> Requirement: Reproduce all of the material below with "one dot per instance" replaced by "one point per object" throughout, leaving everything else unchanged. Omit the pictures from your output.

> Dataset rows:
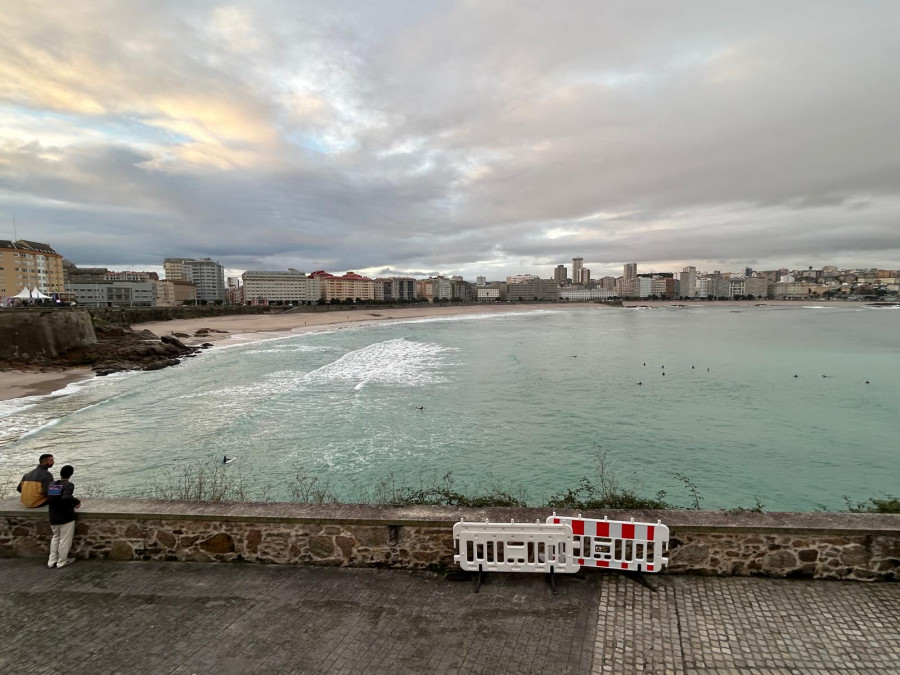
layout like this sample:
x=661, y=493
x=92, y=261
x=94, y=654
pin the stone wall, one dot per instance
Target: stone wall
x=38, y=334
x=820, y=545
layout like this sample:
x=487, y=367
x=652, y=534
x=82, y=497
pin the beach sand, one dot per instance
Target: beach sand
x=298, y=322
x=18, y=383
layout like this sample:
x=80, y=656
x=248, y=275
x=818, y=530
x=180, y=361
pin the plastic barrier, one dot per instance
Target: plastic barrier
x=514, y=547
x=616, y=544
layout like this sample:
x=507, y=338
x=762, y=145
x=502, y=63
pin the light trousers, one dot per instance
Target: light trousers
x=61, y=542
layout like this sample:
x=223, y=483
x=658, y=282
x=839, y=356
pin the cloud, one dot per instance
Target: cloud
x=453, y=137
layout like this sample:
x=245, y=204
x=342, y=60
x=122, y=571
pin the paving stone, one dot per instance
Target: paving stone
x=137, y=617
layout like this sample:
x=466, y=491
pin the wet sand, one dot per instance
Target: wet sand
x=18, y=383
x=294, y=322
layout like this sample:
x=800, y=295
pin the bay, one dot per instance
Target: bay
x=524, y=401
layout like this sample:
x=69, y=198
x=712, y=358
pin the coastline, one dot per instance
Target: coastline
x=22, y=383
x=36, y=382
x=299, y=322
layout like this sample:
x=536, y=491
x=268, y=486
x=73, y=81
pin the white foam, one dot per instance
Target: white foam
x=398, y=361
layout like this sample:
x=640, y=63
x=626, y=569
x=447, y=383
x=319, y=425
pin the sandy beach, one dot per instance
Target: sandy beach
x=19, y=383
x=298, y=322
x=33, y=382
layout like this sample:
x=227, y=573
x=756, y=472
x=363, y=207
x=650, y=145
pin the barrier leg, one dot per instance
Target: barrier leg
x=639, y=578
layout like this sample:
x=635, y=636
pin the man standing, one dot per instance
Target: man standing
x=34, y=484
x=62, y=517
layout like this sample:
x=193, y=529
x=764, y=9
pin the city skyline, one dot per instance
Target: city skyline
x=409, y=138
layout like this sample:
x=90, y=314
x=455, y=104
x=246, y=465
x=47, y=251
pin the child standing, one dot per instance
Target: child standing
x=62, y=501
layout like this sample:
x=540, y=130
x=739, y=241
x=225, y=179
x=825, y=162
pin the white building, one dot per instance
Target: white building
x=113, y=293
x=208, y=276
x=261, y=287
x=486, y=294
x=688, y=279
x=582, y=294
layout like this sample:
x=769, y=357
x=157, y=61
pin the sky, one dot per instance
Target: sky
x=473, y=138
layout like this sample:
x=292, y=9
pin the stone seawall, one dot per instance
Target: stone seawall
x=36, y=335
x=803, y=545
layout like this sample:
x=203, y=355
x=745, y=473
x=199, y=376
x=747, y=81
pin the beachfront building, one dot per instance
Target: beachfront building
x=209, y=278
x=486, y=294
x=585, y=294
x=425, y=289
x=535, y=289
x=29, y=264
x=560, y=275
x=350, y=286
x=280, y=287
x=395, y=288
x=577, y=265
x=113, y=293
x=441, y=288
x=688, y=286
x=174, y=268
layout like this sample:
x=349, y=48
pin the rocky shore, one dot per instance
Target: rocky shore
x=116, y=349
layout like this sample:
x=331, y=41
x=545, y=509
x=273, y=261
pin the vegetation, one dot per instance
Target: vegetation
x=217, y=483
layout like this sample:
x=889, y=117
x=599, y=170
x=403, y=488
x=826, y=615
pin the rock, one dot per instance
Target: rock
x=218, y=543
x=168, y=339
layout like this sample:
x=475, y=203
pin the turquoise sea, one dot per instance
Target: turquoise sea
x=524, y=400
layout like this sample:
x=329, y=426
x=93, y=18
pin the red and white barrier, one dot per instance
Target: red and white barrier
x=617, y=544
x=514, y=547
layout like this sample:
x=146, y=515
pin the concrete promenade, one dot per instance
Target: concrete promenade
x=106, y=617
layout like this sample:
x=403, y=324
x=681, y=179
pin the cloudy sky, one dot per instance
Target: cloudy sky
x=481, y=137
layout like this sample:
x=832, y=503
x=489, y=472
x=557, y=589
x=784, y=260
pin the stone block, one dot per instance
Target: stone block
x=321, y=547
x=218, y=543
x=120, y=550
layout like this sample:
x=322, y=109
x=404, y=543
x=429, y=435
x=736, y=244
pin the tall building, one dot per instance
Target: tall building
x=174, y=268
x=577, y=264
x=29, y=264
x=208, y=276
x=688, y=278
x=560, y=275
x=290, y=286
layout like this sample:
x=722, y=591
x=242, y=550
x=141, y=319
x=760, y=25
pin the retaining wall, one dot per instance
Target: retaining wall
x=806, y=545
x=38, y=334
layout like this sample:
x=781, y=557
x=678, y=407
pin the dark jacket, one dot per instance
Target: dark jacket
x=34, y=486
x=62, y=508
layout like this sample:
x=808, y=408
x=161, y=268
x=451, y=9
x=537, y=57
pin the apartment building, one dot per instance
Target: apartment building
x=290, y=286
x=349, y=286
x=29, y=264
x=113, y=293
x=207, y=275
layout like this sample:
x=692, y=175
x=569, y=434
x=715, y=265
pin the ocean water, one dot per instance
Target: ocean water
x=524, y=401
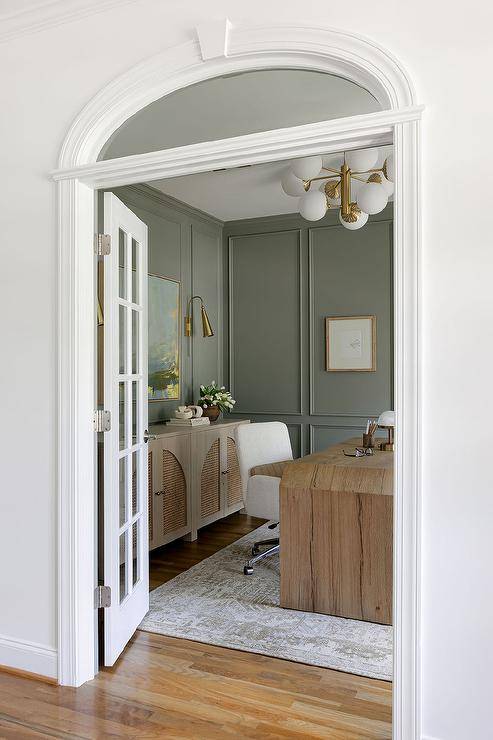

> Finished exercise:
layout like this sample:
x=661, y=493
x=92, y=261
x=94, y=654
pin the stone wall, one point per object
Target: stone wall
x=38, y=334
x=820, y=545
layout like this sample:
x=487, y=367
x=652, y=534
x=82, y=497
pin the beach sand, one point per object
Target: beach sand
x=298, y=322
x=18, y=383
layout like this sample:
x=80, y=656
x=248, y=275
x=818, y=530
x=180, y=361
pin the plastic barrier, one point per object
Target: plastic barrier
x=514, y=547
x=616, y=544
layout like this sample:
x=507, y=338
x=762, y=145
x=502, y=63
pin the light trousers, one point per object
Target: light trousers
x=61, y=542
layout like this sample:
x=223, y=483
x=658, y=282
x=839, y=356
pin the cloud, one point per object
Target: cloud
x=453, y=137
layout like this sample:
x=245, y=204
x=342, y=60
x=122, y=571
pin the paving stone, one point per object
Target: paving stone
x=137, y=617
layout like this sample:
x=466, y=491
pin the wet sand, one point per object
Target: wet sand
x=18, y=383
x=294, y=322
layout like this sample:
x=800, y=295
pin the bay, one point per object
Target: bay
x=524, y=401
layout like this sample:
x=69, y=198
x=712, y=358
pin the coastline, one point per object
Target: coastline
x=22, y=383
x=36, y=382
x=299, y=322
layout like this sample:
x=536, y=491
x=268, y=486
x=73, y=81
pin the white foam, one point per object
Target: white foam
x=398, y=361
layout like this sample:
x=640, y=63
x=626, y=569
x=447, y=383
x=319, y=425
pin the sandy beach, one point per object
Target: sandy beach
x=19, y=383
x=298, y=322
x=33, y=382
layout like this sample:
x=227, y=573
x=756, y=472
x=363, y=207
x=650, y=145
pin the barrier leg, one point per object
Target: barrier leg
x=639, y=578
layout like this sample:
x=635, y=636
pin the man standing, one point per object
Target: man standing
x=34, y=484
x=62, y=517
layout like this sample:
x=193, y=529
x=764, y=9
pin the city skyline, one point per object
Target: city skyline
x=409, y=138
layout like this sample:
x=90, y=314
x=455, y=104
x=246, y=465
x=47, y=251
pin the child standing, one point per object
Target: child standing
x=62, y=501
layout like this sample:
x=540, y=130
x=739, y=241
x=225, y=179
x=825, y=162
pin the white building, one point per object
Target: white building
x=113, y=293
x=208, y=276
x=261, y=287
x=486, y=294
x=688, y=279
x=582, y=294
layout like this sample:
x=769, y=357
x=157, y=61
pin the sky, one point per object
Target: sky
x=473, y=138
layout like this sample:
x=292, y=9
pin the stone seawall, one point per object
Target: stone seawall
x=36, y=335
x=803, y=545
layout like this sample:
x=203, y=355
x=745, y=473
x=199, y=376
x=747, y=81
pin the beachfront building, one point per object
Target: beachfront building
x=209, y=278
x=486, y=294
x=585, y=294
x=425, y=289
x=535, y=289
x=29, y=264
x=560, y=275
x=350, y=286
x=280, y=287
x=395, y=288
x=577, y=265
x=113, y=293
x=441, y=288
x=688, y=286
x=174, y=268
layout like this sample:
x=349, y=48
pin the rocky shore, one point per object
Target: rocky shore
x=116, y=349
layout like this sample:
x=331, y=41
x=545, y=509
x=273, y=261
pin the vegetation, one point per object
Target: vegetation
x=217, y=483
layout like this sample:
x=889, y=117
x=599, y=170
x=403, y=488
x=826, y=615
pin the rock, one point per object
Target: rock
x=218, y=543
x=168, y=339
layout like this sample:
x=475, y=203
pin the turquoise sea, one point per object
Target: turquoise sea
x=524, y=400
layout like this sample:
x=329, y=426
x=93, y=18
pin the red and white barrier, one point per object
Target: red and white barrier
x=617, y=544
x=514, y=547
layout like this sample:
x=146, y=515
pin the concrete promenade, one point per object
Target: concrete promenade
x=106, y=617
layout like this sample:
x=403, y=324
x=681, y=179
pin the cloudy sky, one point per object
Target: cloudy sky
x=481, y=137
layout like this sample:
x=832, y=503
x=489, y=472
x=557, y=589
x=784, y=260
pin the stone block, one point per object
Target: stone block
x=321, y=547
x=218, y=543
x=120, y=550
layout like this sample:
x=322, y=109
x=404, y=543
x=429, y=435
x=736, y=244
pin the tall building, one point per object
Target: tall building
x=174, y=268
x=577, y=264
x=29, y=264
x=208, y=276
x=688, y=278
x=560, y=275
x=290, y=286
layout like this sample:
x=722, y=591
x=242, y=550
x=141, y=319
x=760, y=25
pin the retaining wall, one point per object
Target: retaining wall
x=806, y=545
x=38, y=334
layout like this sample:
x=781, y=557
x=678, y=407
pin the dark jacket, one point per object
Target: dark jacket
x=34, y=486
x=62, y=508
layout like this sample:
x=808, y=408
x=161, y=268
x=451, y=9
x=537, y=57
pin the apartment building, one point per object
Target: apartment building
x=290, y=286
x=349, y=286
x=29, y=264
x=113, y=293
x=207, y=275
layout like this sample:
x=692, y=175
x=569, y=434
x=715, y=265
pin the ocean water, one point per object
Target: ocean water
x=524, y=401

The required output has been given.